- [Excerpt provided]:
* * * * *

Dental practices consider adding PPO participation for different reasons, including increasing patient flow, expanding PPO exposure, or improving overall strategy. However, adding PPOs without a clear evaluation can create long-term challenges related to reimbursement, capacity, and operational strain.
This page explains when adding PPO participation may make sense, what should be evaluated first, and why timing and analysis are critical before making a decision.
Adding PPOs Is a Strategic Decision
Adding PPO participation is not inherently good or bad. The impact depends on the practice’s current situation and long-term goals.
Some practices add PPOs to:
Increase PPO exposure
Support growth
Fill unused capacity
Other practices may already participate with PPOs but want to improve reimbursement rather than expand participation further.
The key is understanding why PPOs are being added and whether the practice is positioned to benefit from that decision.
Situations Where Adding PPOs May Make Sense
Practices With Available Capacity
If a practice has:
Open chair time
Underutilized hygiene schedules
Capacity to see additional patients
Adding PPO participation may help bring in additional patient volume without displacing existing patients.
Practices that are already operating at or near capacity should be cautious, as additional PPO volume can increase workload without improving collections.

* * * * *

- [Supplied data]:
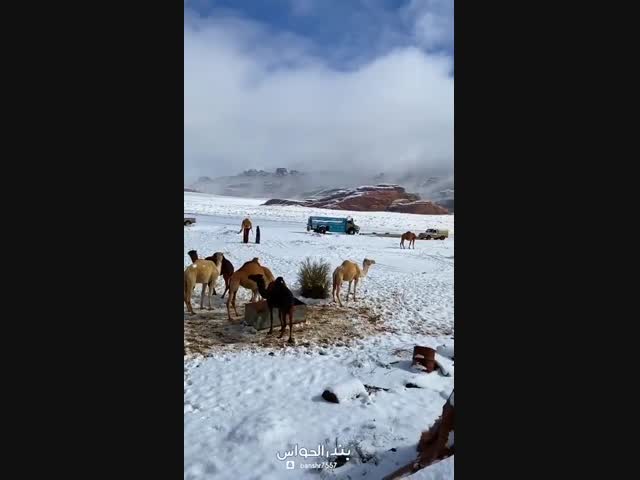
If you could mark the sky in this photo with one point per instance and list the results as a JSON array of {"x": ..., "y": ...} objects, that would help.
[{"x": 362, "y": 85}]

* * * * *

- [To do]: Echo back, word for word, the whole text on adding PPO participation in dental practices.

- [Output of the exercise]:
Dental practices consider adding PPO participation for different reasons, including increasing patient flow, expanding PPO exposure, or improving overall strategy. However, adding PPOs without a clear evaluation can create long-term challenges related to reimbursement, capacity, and operational strain.
This page explains when adding PPO participation may make sense, what should be evaluated first, and why timing and analysis are critical before making a decision.
Adding PPOs Is a Strategic Decision
Adding PPO participation is not inherently good or bad. The impact depends on the practice’s current situation and long-term goals.
Some practices add PPOs to:
Increase PPO exposure
Support growth
Fill unused capacity
Other practices may already participate with PPOs but want to improve reimbursement rather than expand participation further.
The key is understanding why PPOs are being added and whether the practice is positioned to benefit from that decision.
Situations Where Adding PPOs May Make Sense
Practices With Available Capacity
If a practice has:
Open chair time
Underutilized hygiene schedules
Capacity to see additional patients
Adding PPO participation may help bring in additional patient volume without displacing existing patients.
Practices that are already operating at or near capacity should be cautious, as additional PPO volume can increase workload without improving collections.